**BRIEF**
Convert the lines of the entries below into a JSON list of strings, one string per line with blank lines omitted. Start at the line that contains "Exercise. Mark every instance of the green tail" and stop after the line that contains "[(315, 124)]".

**MATERIAL FOR THIS EXERCISE**
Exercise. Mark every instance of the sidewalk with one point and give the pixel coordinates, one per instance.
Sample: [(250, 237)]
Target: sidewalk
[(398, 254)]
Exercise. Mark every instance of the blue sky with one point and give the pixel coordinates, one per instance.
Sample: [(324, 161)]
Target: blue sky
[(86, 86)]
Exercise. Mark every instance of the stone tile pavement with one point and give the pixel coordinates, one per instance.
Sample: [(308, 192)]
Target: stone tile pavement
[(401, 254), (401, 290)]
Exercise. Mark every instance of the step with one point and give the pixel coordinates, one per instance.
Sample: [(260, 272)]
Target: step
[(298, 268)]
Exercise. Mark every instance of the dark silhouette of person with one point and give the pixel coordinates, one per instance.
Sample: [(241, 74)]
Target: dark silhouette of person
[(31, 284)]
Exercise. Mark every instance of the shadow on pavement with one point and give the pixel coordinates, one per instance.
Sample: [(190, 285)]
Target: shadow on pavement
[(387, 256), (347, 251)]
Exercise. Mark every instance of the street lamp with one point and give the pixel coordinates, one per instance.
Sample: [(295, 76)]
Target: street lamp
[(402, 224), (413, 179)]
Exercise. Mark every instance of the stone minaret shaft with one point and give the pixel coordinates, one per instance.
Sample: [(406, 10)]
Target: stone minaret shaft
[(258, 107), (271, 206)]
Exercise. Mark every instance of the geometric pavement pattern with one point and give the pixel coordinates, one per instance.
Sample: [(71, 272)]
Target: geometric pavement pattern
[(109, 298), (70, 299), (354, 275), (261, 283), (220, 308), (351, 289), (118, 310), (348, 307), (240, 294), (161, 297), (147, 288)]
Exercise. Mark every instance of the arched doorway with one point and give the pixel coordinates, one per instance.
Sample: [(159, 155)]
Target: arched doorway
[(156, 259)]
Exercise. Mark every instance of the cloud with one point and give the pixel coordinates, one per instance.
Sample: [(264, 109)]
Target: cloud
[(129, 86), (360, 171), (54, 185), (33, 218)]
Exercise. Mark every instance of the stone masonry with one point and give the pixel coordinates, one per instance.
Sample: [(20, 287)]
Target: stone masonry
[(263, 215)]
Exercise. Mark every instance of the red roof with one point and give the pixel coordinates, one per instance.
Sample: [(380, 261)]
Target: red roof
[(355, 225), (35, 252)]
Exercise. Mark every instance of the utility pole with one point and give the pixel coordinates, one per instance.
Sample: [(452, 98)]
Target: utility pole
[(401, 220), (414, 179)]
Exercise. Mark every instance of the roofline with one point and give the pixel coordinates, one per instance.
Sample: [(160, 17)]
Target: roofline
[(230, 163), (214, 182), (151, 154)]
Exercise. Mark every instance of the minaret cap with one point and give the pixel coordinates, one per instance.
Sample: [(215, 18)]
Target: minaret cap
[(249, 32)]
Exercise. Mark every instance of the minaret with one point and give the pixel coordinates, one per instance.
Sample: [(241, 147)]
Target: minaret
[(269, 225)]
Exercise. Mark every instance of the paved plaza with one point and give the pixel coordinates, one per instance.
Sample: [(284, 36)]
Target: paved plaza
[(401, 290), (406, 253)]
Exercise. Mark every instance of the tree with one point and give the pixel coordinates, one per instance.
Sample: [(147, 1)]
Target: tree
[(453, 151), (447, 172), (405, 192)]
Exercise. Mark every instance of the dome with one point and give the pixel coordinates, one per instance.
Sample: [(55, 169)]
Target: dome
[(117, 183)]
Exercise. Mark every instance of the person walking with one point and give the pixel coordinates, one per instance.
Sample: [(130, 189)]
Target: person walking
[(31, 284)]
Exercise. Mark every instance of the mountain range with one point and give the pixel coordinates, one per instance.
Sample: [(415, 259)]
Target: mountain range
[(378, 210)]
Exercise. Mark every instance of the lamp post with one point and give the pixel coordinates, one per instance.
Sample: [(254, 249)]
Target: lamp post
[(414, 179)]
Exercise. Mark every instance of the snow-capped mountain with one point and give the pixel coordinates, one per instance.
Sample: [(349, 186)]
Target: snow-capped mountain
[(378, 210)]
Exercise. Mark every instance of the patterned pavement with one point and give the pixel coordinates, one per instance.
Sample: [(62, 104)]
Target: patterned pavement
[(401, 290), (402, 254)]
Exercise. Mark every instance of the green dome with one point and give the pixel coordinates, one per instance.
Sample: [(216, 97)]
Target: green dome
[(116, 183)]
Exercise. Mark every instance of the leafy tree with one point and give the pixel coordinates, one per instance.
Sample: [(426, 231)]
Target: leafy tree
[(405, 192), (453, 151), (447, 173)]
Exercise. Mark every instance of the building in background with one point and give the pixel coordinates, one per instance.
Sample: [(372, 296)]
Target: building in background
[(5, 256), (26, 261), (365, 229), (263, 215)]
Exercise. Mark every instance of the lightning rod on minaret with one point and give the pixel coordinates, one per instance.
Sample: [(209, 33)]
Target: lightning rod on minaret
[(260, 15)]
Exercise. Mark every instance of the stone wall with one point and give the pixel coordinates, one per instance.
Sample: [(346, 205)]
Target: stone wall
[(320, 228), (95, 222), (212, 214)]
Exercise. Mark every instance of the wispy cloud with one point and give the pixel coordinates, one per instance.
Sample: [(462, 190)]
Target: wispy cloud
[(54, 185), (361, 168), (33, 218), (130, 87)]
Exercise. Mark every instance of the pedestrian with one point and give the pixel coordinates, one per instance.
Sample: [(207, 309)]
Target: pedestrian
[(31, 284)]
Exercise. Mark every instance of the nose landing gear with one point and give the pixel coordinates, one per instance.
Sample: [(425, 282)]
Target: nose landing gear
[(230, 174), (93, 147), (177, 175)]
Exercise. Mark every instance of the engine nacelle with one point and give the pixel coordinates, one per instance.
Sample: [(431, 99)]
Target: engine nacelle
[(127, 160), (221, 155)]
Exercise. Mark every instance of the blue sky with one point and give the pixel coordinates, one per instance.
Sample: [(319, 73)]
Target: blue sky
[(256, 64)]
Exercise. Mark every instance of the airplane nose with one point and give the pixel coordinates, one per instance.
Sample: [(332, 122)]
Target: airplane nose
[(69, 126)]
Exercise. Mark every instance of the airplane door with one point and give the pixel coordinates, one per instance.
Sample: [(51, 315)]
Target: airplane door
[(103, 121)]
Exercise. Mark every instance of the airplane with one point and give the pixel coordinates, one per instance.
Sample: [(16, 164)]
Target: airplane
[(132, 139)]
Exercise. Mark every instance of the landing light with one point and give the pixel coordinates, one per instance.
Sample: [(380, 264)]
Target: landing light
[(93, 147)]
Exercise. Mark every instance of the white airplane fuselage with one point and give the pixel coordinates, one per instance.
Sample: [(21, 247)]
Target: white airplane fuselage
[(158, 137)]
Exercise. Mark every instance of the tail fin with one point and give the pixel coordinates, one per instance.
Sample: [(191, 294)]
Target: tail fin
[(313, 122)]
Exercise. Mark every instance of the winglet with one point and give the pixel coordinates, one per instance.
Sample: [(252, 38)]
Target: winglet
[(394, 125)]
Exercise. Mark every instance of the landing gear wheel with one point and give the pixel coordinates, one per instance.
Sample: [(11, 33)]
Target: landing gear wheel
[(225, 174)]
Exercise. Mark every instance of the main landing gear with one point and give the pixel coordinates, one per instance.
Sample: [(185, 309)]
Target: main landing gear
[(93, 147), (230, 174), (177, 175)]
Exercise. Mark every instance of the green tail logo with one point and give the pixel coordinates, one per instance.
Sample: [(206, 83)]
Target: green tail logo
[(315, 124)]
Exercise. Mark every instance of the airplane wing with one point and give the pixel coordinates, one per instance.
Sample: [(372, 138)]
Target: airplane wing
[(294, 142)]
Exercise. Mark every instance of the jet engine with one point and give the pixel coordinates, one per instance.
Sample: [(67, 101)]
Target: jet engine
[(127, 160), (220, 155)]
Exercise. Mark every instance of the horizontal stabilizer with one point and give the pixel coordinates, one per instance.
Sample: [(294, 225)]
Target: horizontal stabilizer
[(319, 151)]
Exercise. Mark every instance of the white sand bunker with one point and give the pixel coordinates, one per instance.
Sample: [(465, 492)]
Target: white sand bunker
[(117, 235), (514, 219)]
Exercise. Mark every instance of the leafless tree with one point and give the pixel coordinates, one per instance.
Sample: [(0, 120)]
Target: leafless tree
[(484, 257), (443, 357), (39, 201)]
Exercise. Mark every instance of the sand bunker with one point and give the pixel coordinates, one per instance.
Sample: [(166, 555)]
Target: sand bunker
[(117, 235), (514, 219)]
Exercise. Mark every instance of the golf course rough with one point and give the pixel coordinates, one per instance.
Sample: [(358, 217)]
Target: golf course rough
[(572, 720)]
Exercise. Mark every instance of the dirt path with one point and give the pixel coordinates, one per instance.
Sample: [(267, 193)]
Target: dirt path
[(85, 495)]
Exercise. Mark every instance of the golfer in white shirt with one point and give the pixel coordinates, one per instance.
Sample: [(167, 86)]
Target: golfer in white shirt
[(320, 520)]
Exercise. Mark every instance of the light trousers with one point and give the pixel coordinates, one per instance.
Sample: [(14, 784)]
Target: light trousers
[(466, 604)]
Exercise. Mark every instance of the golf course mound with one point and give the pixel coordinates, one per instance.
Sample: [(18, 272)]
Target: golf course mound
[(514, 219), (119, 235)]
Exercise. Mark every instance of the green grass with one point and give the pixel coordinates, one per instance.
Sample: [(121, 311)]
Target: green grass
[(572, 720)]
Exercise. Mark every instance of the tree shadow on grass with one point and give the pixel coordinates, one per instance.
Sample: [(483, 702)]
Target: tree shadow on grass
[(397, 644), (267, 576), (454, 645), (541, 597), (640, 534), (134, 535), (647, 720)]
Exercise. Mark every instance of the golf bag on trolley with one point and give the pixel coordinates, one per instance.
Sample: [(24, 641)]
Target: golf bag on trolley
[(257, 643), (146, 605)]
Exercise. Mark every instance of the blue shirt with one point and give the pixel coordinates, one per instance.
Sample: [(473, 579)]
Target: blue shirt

**RESPONSE TO THE TASK**
[
  "Exercise. Mark every instance of the green tail logo with one point and give the pixel coordinates, one per instance.",
  "Sample: [(206, 83)]",
  "Target: green tail logo",
  "[(315, 124)]"
]